◆ Task data
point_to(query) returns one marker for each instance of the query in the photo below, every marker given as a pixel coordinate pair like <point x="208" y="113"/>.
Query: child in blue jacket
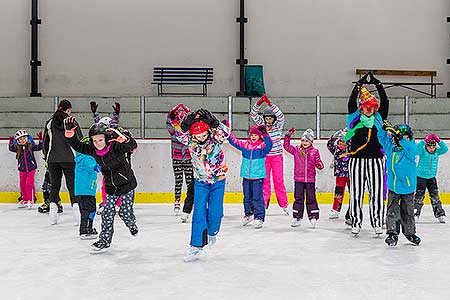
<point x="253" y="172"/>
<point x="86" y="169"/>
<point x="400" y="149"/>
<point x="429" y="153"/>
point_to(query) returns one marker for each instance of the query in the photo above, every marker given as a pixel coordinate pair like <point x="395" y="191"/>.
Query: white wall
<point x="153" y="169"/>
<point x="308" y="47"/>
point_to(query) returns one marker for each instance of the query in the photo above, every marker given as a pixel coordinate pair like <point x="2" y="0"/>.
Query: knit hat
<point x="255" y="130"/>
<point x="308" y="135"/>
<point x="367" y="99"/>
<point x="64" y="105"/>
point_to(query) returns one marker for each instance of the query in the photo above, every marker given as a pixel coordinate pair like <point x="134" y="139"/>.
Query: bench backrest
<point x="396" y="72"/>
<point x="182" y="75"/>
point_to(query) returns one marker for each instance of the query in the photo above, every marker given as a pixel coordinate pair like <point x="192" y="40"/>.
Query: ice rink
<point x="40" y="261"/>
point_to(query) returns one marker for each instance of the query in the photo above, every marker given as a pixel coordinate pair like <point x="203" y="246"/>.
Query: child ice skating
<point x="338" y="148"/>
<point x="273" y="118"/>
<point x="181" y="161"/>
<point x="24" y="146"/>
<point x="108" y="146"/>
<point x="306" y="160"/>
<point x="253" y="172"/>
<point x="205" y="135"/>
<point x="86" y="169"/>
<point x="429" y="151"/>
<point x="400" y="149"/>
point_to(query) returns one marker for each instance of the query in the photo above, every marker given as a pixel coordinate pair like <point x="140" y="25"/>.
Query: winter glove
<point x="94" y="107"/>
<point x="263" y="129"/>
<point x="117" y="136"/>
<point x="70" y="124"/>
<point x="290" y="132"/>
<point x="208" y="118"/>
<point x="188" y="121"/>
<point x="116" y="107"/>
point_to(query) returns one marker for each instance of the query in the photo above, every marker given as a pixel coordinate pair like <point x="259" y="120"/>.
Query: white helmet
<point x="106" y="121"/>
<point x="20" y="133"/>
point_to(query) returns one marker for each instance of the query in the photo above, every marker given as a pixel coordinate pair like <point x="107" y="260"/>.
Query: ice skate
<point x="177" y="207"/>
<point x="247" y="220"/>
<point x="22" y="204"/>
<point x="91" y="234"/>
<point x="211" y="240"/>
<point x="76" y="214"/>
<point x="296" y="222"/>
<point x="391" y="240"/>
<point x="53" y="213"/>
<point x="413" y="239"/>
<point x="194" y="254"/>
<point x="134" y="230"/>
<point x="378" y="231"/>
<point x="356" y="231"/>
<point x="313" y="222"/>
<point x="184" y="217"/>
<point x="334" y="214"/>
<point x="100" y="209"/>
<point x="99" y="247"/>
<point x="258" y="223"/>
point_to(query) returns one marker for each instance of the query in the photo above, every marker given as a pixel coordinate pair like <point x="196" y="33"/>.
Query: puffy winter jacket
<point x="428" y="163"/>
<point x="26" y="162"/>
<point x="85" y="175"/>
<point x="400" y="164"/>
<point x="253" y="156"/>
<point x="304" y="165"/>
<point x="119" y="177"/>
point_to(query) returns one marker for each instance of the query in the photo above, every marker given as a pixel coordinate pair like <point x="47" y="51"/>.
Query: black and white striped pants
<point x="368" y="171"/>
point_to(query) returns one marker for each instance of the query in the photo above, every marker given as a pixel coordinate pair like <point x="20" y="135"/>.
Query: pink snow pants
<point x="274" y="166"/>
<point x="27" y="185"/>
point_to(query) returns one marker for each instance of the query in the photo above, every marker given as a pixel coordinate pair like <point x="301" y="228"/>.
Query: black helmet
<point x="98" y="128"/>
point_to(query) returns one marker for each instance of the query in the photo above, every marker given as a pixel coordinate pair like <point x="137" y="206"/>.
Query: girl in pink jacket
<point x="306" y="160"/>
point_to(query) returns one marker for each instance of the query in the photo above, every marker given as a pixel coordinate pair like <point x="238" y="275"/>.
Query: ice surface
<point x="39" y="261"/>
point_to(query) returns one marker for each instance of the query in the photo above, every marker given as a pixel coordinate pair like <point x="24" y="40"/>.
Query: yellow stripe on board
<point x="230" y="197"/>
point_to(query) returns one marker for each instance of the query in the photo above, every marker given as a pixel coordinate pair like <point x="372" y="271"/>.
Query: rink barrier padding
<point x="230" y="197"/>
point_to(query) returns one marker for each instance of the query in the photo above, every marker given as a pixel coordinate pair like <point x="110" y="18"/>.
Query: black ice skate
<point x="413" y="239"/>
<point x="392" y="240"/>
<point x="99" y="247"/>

◆ Directions for this task
Leave out the pictures and transcribe the entries above exactly.

◆ Solution
point_to(query) returns one marker for each instance of the query in the photo below, every marker given as a pixel coordinate pair like <point x="208" y="113"/>.
Query: child in blue jacket
<point x="253" y="172"/>
<point x="86" y="169"/>
<point x="400" y="149"/>
<point x="429" y="153"/>
point_to(query) returns one marker for each instance of the query in the photo above, every marker given as a pixel coordinate pair like <point x="395" y="191"/>.
Query: white wall
<point x="153" y="169"/>
<point x="308" y="47"/>
point_to(query) returns one marker for each instance of the query in the photo above, every marker given as a pixel coordinate pair like <point x="2" y="0"/>.
Query: knit hat
<point x="255" y="130"/>
<point x="308" y="135"/>
<point x="367" y="99"/>
<point x="64" y="105"/>
point_to(query) returns one marker for each instance of the query in the photo above, every marker given as a pixel coordinate pair like <point x="134" y="139"/>.
Query: bench backrest
<point x="396" y="72"/>
<point x="182" y="75"/>
point_to(query) returns one marker for each instance of the query in the photo above, every marker given as a pixel coordinate pair like <point x="192" y="40"/>.
Query: ice rink
<point x="40" y="261"/>
point_to(query) returns one marker for each instance of the query in the photo above, every marker given as a pixel coordinate pair like <point x="203" y="246"/>.
Query: child ice skating
<point x="338" y="148"/>
<point x="273" y="118"/>
<point x="181" y="161"/>
<point x="24" y="146"/>
<point x="108" y="146"/>
<point x="306" y="160"/>
<point x="253" y="172"/>
<point x="205" y="135"/>
<point x="86" y="169"/>
<point x="429" y="151"/>
<point x="400" y="149"/>
point_to(query) returns one marker for each instance of the query in the photo above, every marker given as a pixel coordinate pair like <point x="140" y="25"/>.
Query: winter glove
<point x="94" y="107"/>
<point x="263" y="129"/>
<point x="117" y="136"/>
<point x="70" y="124"/>
<point x="290" y="132"/>
<point x="208" y="118"/>
<point x="188" y="121"/>
<point x="116" y="107"/>
point_to(query) returns one marker for each instance of the query in the photo above, every marker given as a pixel coordinate pair like <point x="259" y="120"/>.
Query: white helmet
<point x="106" y="121"/>
<point x="20" y="133"/>
point_to(query) returns one marker for each instance of the query in the photo above, every marker given as a pixel coordinate pair like <point x="107" y="260"/>.
Query: ice skate
<point x="177" y="207"/>
<point x="247" y="220"/>
<point x="22" y="204"/>
<point x="91" y="234"/>
<point x="211" y="240"/>
<point x="76" y="214"/>
<point x="296" y="222"/>
<point x="391" y="240"/>
<point x="53" y="213"/>
<point x="413" y="239"/>
<point x="194" y="254"/>
<point x="134" y="230"/>
<point x="378" y="231"/>
<point x="356" y="231"/>
<point x="313" y="222"/>
<point x="184" y="217"/>
<point x="334" y="214"/>
<point x="100" y="209"/>
<point x="99" y="247"/>
<point x="258" y="223"/>
point_to(query) returns one marker for each instance of the query in the photo above, every marker given as a pixel coordinate pair like <point x="196" y="33"/>.
Query: puffy winter jacket
<point x="428" y="163"/>
<point x="26" y="162"/>
<point x="85" y="175"/>
<point x="400" y="164"/>
<point x="253" y="156"/>
<point x="304" y="165"/>
<point x="119" y="177"/>
point_to(query) returns one marker for each instance of the query in the photo above, every marker given as a pixel coordinate pair like <point x="47" y="51"/>.
Query: black and white striped pants
<point x="368" y="171"/>
point_to(query) returns one marker for each instance of the query in the photo above, every marker given as a pixel coordinate pair like <point x="20" y="135"/>.
Query: pink snow pants
<point x="274" y="166"/>
<point x="27" y="185"/>
point_to(query) returns one marker for each instance of the query in the photo above, every marker given as a pixel coordinate pair like <point x="301" y="228"/>.
Query: black helmet
<point x="98" y="128"/>
point_to(query) returns one marker for each instance of the query in the photo above, every marker given as a pixel coordinate pair like <point x="137" y="206"/>.
Query: girl in pink jacket
<point x="306" y="160"/>
point_to(query) returns one marker for each instance of the query in the photo above, every marker given as a pixel coordinate pair like <point x="238" y="275"/>.
Query: ice surface
<point x="39" y="261"/>
point_to(query) returns one marker for each instance of the query in the photo above, every marker given as a pixel coordinate pair like <point x="24" y="40"/>.
Query: yellow stripe on board
<point x="230" y="197"/>
point_to(query) returns one marker for each instance of the query in the photo above, every marker given as a pixel coordinate pair like <point x="372" y="271"/>.
Query: rink barrier padding
<point x="230" y="197"/>
point_to(query) returns one marker for each instance of the query in the photo above, every marker given as a pixel coordinate pair like <point x="110" y="18"/>.
Query: black ice skate
<point x="413" y="239"/>
<point x="392" y="240"/>
<point x="99" y="247"/>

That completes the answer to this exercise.